PROBLEM TO SOLVE:
Beginning at the line that contains "Target: tree trunk", transcribe the remaining lines of the listing exactly; include the final line and omit everything before.

LISTED RECORDS:
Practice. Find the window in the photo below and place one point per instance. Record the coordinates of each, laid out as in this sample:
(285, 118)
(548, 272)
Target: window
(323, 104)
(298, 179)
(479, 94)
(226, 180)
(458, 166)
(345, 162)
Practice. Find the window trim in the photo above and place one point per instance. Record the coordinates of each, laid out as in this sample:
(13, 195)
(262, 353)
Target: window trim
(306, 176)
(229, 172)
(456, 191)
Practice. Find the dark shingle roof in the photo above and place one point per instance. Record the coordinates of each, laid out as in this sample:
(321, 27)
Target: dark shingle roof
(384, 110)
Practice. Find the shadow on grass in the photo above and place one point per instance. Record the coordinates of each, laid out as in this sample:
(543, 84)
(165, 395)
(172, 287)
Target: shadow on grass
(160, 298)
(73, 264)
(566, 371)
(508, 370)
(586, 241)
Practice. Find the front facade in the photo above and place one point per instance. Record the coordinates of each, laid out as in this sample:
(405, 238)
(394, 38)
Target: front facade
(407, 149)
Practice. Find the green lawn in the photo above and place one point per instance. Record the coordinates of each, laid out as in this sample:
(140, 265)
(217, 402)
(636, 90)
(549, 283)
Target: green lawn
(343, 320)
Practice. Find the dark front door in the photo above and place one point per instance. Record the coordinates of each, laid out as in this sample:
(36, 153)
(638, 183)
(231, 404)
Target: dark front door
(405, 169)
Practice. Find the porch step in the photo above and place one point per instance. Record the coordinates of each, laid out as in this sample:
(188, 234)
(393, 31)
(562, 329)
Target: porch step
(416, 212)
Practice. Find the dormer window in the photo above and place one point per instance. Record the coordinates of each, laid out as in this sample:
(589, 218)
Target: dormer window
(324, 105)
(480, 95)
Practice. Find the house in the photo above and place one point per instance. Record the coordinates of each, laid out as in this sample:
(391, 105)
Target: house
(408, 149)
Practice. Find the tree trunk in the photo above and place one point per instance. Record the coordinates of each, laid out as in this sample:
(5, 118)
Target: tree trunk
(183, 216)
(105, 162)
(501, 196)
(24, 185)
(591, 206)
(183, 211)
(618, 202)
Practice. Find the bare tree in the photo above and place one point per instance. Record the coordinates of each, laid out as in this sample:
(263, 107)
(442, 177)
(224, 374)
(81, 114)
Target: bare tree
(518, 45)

ANSWER TO THE PROBLEM:
Target: tree trunk
(183, 216)
(105, 162)
(501, 196)
(24, 185)
(591, 206)
(183, 211)
(618, 202)
Practice. Find the bare tree in the photo above and place one point per instance. Record the coordinates of each, laid out as in this sample:
(263, 107)
(442, 177)
(224, 374)
(81, 114)
Target: bare tree
(518, 45)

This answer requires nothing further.